# Material shown
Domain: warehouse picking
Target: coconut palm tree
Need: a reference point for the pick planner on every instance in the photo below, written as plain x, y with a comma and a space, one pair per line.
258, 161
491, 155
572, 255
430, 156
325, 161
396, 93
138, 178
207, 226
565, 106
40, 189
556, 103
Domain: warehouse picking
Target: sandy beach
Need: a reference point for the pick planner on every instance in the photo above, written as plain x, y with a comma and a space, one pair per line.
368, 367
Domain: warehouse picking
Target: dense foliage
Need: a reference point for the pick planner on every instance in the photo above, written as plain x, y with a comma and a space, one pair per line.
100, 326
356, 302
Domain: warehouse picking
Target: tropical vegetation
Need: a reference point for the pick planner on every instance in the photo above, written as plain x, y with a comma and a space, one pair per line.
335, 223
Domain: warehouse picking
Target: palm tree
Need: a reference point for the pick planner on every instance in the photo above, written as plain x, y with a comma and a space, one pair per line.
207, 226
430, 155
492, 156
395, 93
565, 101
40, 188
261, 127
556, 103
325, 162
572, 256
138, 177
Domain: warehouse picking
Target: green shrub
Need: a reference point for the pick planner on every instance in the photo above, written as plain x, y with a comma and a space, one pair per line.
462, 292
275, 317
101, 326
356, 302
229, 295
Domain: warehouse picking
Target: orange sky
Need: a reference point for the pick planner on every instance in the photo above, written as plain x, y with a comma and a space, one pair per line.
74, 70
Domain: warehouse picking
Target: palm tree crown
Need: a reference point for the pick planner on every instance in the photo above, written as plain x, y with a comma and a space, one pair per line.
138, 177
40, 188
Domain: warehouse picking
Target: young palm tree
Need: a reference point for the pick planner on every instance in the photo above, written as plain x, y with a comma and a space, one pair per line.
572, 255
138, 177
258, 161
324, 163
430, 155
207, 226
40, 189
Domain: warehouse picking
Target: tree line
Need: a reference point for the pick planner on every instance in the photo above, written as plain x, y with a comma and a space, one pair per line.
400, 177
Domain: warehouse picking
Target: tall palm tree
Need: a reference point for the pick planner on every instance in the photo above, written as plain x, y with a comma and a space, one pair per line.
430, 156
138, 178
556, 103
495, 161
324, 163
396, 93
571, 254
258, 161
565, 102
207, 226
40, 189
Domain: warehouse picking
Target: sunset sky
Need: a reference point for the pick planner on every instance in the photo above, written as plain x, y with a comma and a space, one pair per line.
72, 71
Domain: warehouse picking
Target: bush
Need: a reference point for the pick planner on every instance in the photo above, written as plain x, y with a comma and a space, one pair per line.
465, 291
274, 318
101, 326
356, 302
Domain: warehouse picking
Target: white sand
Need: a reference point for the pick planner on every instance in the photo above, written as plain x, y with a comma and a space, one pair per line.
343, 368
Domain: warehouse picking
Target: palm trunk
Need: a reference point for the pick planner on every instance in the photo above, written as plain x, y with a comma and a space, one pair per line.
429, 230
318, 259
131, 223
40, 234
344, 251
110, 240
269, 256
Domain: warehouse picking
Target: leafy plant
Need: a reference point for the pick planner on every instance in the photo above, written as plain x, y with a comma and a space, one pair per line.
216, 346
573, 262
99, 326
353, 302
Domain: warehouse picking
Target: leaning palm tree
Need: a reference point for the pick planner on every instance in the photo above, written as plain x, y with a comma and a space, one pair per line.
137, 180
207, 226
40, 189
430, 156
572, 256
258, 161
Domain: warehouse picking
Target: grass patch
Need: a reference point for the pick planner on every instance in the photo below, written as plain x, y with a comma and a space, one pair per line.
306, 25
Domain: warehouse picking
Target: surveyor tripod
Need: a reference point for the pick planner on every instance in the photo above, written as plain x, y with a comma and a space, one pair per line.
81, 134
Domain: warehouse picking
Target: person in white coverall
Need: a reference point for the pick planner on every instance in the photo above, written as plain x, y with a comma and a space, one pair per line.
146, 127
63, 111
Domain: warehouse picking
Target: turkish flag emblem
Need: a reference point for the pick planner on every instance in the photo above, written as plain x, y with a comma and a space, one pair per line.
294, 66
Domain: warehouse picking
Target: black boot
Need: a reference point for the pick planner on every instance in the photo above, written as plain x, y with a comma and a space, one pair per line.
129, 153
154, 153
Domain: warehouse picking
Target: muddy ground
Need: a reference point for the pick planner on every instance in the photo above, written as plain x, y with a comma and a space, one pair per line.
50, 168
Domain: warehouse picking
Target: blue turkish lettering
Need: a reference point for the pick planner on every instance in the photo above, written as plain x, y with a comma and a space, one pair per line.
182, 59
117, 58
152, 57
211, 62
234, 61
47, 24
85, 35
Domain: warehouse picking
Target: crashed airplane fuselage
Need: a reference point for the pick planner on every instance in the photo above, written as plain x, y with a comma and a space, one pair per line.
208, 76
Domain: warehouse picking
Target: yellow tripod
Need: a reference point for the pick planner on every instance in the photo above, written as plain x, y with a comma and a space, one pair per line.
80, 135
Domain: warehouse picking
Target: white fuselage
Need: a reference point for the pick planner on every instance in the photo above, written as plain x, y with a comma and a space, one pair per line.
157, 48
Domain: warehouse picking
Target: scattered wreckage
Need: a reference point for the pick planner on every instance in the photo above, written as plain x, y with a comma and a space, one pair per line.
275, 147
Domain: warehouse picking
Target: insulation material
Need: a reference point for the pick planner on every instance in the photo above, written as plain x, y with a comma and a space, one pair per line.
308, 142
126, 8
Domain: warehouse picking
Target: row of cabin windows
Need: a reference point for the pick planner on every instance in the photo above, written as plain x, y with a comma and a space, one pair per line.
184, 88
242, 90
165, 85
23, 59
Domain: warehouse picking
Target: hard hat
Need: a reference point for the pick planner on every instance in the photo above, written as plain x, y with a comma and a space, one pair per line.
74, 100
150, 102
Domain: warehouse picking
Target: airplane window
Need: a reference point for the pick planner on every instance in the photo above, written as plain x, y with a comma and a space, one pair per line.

# Written task
Write out the whole listing again, exactly as it stands.

# Written answer
Domain: warehouse picking
Target: coconut palm tree
Need: a reference point for the pick planner on every instance in the photo below, written as plain x, y with a comma and a space, one pair per line.
258, 161
491, 155
572, 255
430, 156
325, 161
396, 93
138, 178
207, 226
565, 106
40, 189
556, 103
Domain: warehouse picking
Target: sandy beach
Need: a reference point for the pick planner on every instance in the photo above, written as plain x, y with a comma and a space, one pair per line.
368, 367
Domain: warehouse picking
Target: dense foliage
Need: a reference point for the pick planner on every instance in the photo above, written as plain x, y with a comma and a space, one pair per line.
100, 326
356, 302
Domain: warehouse picking
Target: tropical vegetation
Need: a reference point for the pick planner on every instance in the photo above, written as plain x, y with a comma and a space, one pair per line.
335, 223
Domain: warehouse picking
Target: palm tree
Need: a reference point for the pick planner on every instance in the photo above, written as plain x, y with a comma and a space, one pair per line.
207, 226
430, 155
492, 156
395, 93
565, 101
40, 188
261, 127
556, 103
325, 162
572, 256
138, 177
Domain: warehouse picking
Target: green shrub
Need: a reference point for the pick planner on every instance in the photo above, written as plain x, y with a comma and a space, one pair per line.
462, 292
275, 317
101, 326
356, 302
229, 295
Domain: warehouse picking
Target: orange sky
Need: a reference point for the pick planner on every instance in the photo above, written as plain x, y with a comma and a space, one pair per line.
74, 70
Domain: warehouse picking
Target: palm tree crown
Need: a reference point for the pick planner on every instance in the photo above, written as plain x, y with a comma and a space, one pair per line.
138, 177
40, 188
Domain: warehouse picking
Target: young palm tree
Need: a reference point for the pick planner on every instance in the photo above, written as plain x, y with a comma and a space, one pair per line.
572, 255
138, 177
258, 161
324, 163
430, 155
207, 226
40, 189
Domain: warehouse picking
Target: tree line
Need: a reference point for the pick planner on every instance in the photo above, written as plain x, y with a comma and a space, one pair per line.
400, 177
Domain: warehouse picking
Target: tall palm tree
Need: a reference point for the pick planner on every instance in the photo above, written as plain x, y with a comma and a space, one pair per line.
430, 156
138, 178
556, 103
495, 161
324, 163
396, 93
571, 254
258, 161
565, 102
207, 226
40, 189
Domain: warehouse picking
Target: sunset sky
Need: a reference point for the pick planner on every instance in the photo above, written as plain x, y with a comma and a space, one pair per line.
72, 71
Domain: warehouse picking
Target: bush
Need: a reference point for the pick planner on every instance in the photo above, written as plain x, y with a comma and a space, one pair per line.
465, 291
274, 318
101, 326
356, 302
Domain: warehouse picking
Target: white sand
Need: a reference point for the pick planner on every instance in the photo above, written as plain x, y with a comma and a space, one pair per line.
343, 368
Domain: warehouse picking
Target: palm trunk
Need: a reference point for the pick planner on every instance in the photo above, written as plain x, y with a comma and a space, one pair per line.
429, 230
318, 259
131, 223
40, 234
344, 251
110, 240
269, 256
Domain: warehouse picking
Target: leafy plant
Need: a reference point for the pick planner on every instance in the photo above, written as plain x, y with a comma and a space, one pair per line.
216, 346
573, 262
99, 326
353, 302
Domain: warehouse picking
Target: leaning palm tree
Need: a reference point for the pick planner on every instance in the photo above, written as plain x, y with a comma and a space, one pair per line.
137, 180
207, 226
40, 189
430, 156
572, 256
258, 161
Domain: warehouse picking
Target: grass patch
Need: a reference point for the pick planner on every instance in the photo below, written as plain x, y with a comma and a space, one pair per line.
306, 25
Domain: warehouse picking
Target: surveyor tripod
Need: a reference point for the pick planner on every instance in the photo above, written as plain x, y with a comma and a space, one pair per line.
81, 134
Domain: warehouse picking
Target: person in white coverall
Need: a reference point for the pick planner on every instance in the photo above, written as plain x, y with a comma and a space, one pair per line.
146, 127
63, 111
Domain: warehouse picking
Target: turkish flag emblem
Need: a reference point for the pick planner on every instance in the photo above, written as plain x, y with a comma and a space, one pair per line.
294, 66
Domain: warehouse picking
Target: black boot
Need: a reference point for the pick planner on every instance in the photo above, written as plain x, y with a comma and a space, one pair per line.
129, 153
154, 153
Domain: warehouse picking
Target: muddy ground
Need: a reference point for the pick planner on every instance in the photo above, written as plain x, y with a comma and a space, one pair per line.
50, 168
Domain: warehouse picking
Target: blue turkish lettering
Need: a reference point for the pick planner on every instance in the photo above, written as plain x, y with a comma and a space, one pair per line.
182, 59
117, 58
152, 57
211, 62
234, 61
47, 24
85, 35
Domain: warehouse picking
Target: crashed airplane fuselage
Need: a reference point for the pick planner on every instance in the photo above, written as plain x, y with a comma and a space, one pair per line.
208, 76
Domain: warehouse picking
Target: yellow tripod
Need: a reference point for the pick planner on every instance in the photo above, written as plain x, y with a comma and a space, one pair per line.
80, 135
Domain: warehouse picking
Target: white fuselage
Need: a reference point for the pick planner on every instance in the photo above, written as plain x, y with a comma and a space, one pair per line.
157, 48
Domain: warehouse picking
Target: scattered wreckage
Need: a reference point for the pick planner on every instance in the photo above, written as plain x, y with a comma and a space, one pair per line.
275, 147
Domain: warehouse picking
Target: insulation material
Need: a reference point for the pick planner on every instance in the photo above, written as plain x, y with a comma and a space, one pair per line.
308, 142
126, 8
Domain: warehouse picking
Target: row of cabin windows
Need: a reference point for the pick planner on every instance in the photo above, written as plain x, y with a comma and a space, one pair per line.
184, 88
242, 90
165, 85
23, 59
Domain: warehouse picking
Target: hard hat
Need: a reference point for the pick planner on every instance in the photo above, written as plain x, y with a comma and a space, one pair per line.
74, 100
150, 102
Domain: warehouse picking
Target: airplane window
Need: a reference point for the pick planner on every instance in the photo above, written as plain x, y with a comma and a space, one pair per line.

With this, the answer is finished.